++++ PROVIDED MATERIAL
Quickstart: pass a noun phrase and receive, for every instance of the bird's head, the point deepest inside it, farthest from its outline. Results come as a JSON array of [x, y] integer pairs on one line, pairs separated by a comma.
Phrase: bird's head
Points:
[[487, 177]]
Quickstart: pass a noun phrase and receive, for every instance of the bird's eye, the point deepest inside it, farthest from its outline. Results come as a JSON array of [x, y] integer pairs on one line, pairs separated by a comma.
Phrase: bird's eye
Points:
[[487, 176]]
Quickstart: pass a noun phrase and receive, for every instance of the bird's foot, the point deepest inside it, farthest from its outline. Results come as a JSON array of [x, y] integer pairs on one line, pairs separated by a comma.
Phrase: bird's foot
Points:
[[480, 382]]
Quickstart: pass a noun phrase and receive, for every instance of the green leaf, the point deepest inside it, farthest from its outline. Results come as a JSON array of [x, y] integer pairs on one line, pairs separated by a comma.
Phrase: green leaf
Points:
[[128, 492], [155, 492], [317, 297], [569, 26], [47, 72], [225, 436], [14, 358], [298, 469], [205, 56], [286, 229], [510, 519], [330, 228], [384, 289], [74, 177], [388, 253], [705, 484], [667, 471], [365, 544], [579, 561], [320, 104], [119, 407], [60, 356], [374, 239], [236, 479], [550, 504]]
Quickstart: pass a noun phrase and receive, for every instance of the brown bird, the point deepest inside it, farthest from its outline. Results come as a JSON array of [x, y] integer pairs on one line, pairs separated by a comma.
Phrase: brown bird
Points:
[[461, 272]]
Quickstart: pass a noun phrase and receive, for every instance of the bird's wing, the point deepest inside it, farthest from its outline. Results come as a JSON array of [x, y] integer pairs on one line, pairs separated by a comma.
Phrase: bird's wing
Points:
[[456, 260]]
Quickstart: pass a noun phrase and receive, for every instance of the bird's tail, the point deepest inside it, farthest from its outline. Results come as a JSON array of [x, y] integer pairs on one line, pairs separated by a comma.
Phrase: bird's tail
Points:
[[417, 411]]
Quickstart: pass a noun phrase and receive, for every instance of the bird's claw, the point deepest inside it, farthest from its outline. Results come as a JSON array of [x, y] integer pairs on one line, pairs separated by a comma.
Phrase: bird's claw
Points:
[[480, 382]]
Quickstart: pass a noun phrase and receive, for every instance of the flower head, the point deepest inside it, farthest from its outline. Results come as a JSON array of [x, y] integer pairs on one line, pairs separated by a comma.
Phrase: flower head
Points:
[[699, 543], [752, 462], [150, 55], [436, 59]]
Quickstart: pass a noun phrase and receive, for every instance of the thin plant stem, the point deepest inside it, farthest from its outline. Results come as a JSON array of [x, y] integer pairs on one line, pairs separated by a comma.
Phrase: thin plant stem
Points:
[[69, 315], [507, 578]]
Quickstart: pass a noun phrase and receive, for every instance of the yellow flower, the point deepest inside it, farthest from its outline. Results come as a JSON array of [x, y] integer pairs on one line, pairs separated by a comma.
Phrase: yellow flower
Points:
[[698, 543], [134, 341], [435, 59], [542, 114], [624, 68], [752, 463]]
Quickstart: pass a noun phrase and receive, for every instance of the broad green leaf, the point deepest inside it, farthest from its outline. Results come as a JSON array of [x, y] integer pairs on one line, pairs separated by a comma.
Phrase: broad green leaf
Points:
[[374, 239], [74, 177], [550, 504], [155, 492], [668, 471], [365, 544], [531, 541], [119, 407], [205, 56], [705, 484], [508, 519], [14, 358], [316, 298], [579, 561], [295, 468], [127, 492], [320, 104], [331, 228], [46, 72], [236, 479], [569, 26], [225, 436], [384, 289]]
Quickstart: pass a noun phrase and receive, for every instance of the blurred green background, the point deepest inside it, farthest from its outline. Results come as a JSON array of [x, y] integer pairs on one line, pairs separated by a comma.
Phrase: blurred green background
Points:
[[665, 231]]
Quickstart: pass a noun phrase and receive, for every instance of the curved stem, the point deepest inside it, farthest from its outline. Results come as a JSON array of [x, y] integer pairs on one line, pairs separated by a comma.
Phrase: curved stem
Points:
++++++++
WORK TO BE COMPLETED
Copy the entries above exactly, so that each line matches the original.

RESULT OF THE TASK
Quickstart: pass a noun phrase and receive, for every instance of the bird's head, the point deepest inside it, farthest from its outline. Results come as a JSON array of [x, y] integer pairs on one line, pairs separated by a comma.
Phrase: bird's head
Points:
[[487, 177]]
Quickstart: pass a noun phrase and receive, for every instance of the bird's eye, the point deepest inside it, farthest from its outline. Results come as a JSON array of [x, y] integer pairs on one line, pairs separated by a comma.
Phrase: bird's eye
Points:
[[487, 176]]
Quickstart: pass a noun phrase and receive, for every instance of the bird's foot, the point deepest inside it, farthest from its outline. Results come as a JSON array of [x, y] integer pairs on one line, pairs separated by a comma.
Phrase: bird's foot
Points:
[[480, 382]]
Quickstart: pass a noun phrase and receive, for every instance of the green leaf, the point deepest inside it, farthest from its outline. Results come as a JSON array of [x, y] integer pairs on one line, pairs separated by a comma.
Phrase: green leaf
Points:
[[128, 492], [155, 492], [317, 297], [569, 26], [47, 72], [225, 436], [14, 358], [298, 469], [205, 56], [286, 229], [510, 519], [330, 228], [384, 289], [74, 177], [388, 253], [705, 484], [667, 471], [365, 544], [579, 561], [320, 104], [119, 407], [60, 356], [374, 239], [236, 479], [550, 504]]
Quickstart: pass a noun phrase and receive, for every instance of the brown bird, the point deepest inside it, farthest from its outline. Results come as a JSON array of [x, y] integer pairs on one line, pairs separated by a comma.
Phrase: brown bird
Points:
[[461, 272]]
Quickstart: pass a noun phrase and receive, for every instance of the bird's wing, the point deepest inside it, farthest from its outline. Results come as a JSON array of [x, y] integer pairs on one line, pairs separated by a comma.
Phrase: bird's wing
Points:
[[456, 260]]
Quickstart: pass a noun phrase and receive, for every instance of the bird's tail, the point deepest inside it, farthest from its outline. Results come as a JSON array of [x, y] integer pairs on one line, pairs separated by a comma.
Phrase: bird's tail
Points:
[[417, 411]]
Quickstart: pass a noun phrase and receive, for every instance of the bird's claw, the point deepest inside it, farthest from its outline. Results come as a JSON array of [x, y] integer pairs on one line, pairs separated by a comma.
Phrase: bird's claw
Points:
[[480, 382]]
Quickstart: pass a noun phrase and receive, for every instance of the flower head, the point deepest inside it, farthest from its outline. Results come as a JSON array of [x, y] integer pairs on one line, pairs separated by a comma.
Phrase: flower head
Points:
[[699, 543], [752, 462], [150, 55], [436, 59]]
Quickstart: pass a noun phrase and receive, for every instance of the thin plant stem, the point deepest inside it, farthest from its outline. Results come as a JSON array of [x, y] integer pairs on one line, pairs separated by a comma.
Phrase: thin plant stem
Points:
[[69, 315], [507, 578]]
Quickstart: pass a noun phrase and receive, for every instance of the yellow flower, the point deepest inside it, farthest from its outline. Results come as a JSON array of [x, y] integer pairs on one line, pairs separated by a comma.
Phrase: yellow flower
Points:
[[698, 543], [134, 341], [435, 59], [542, 114], [624, 68], [752, 463]]
Quickstart: pass a noun phrase and receive, for every instance of the broad green leaf, the point deepest inside it, farthest from its outline. Results come as a JSON array of [x, y] integer pairs on one line, pairs separated by a comma.
Phrase: broad green leaf
Points:
[[374, 239], [74, 177], [550, 504], [155, 492], [668, 471], [365, 544], [531, 541], [119, 407], [205, 56], [705, 484], [508, 519], [14, 358], [316, 298], [579, 561], [295, 468], [127, 492], [320, 104], [331, 228], [46, 72], [236, 479], [569, 26], [225, 436], [384, 289]]
Quickstart: pass a noun phrase and receive, for every instance of the blurred green background, the point deepest inside it, farthest from its outline. Results come as a JSON array of [x, y] integer pairs on one line, pairs separated by a comma.
Phrase: blurred green background
Points:
[[665, 231]]
Quickstart: pass a noun phrase and receive, for every instance of the curved stem, the point deepest inside it, farthest from its outline. Results come as a JSON array of [x, y] integer pairs on one line, pairs separated by a comma.
Phrase: curved stem
Points:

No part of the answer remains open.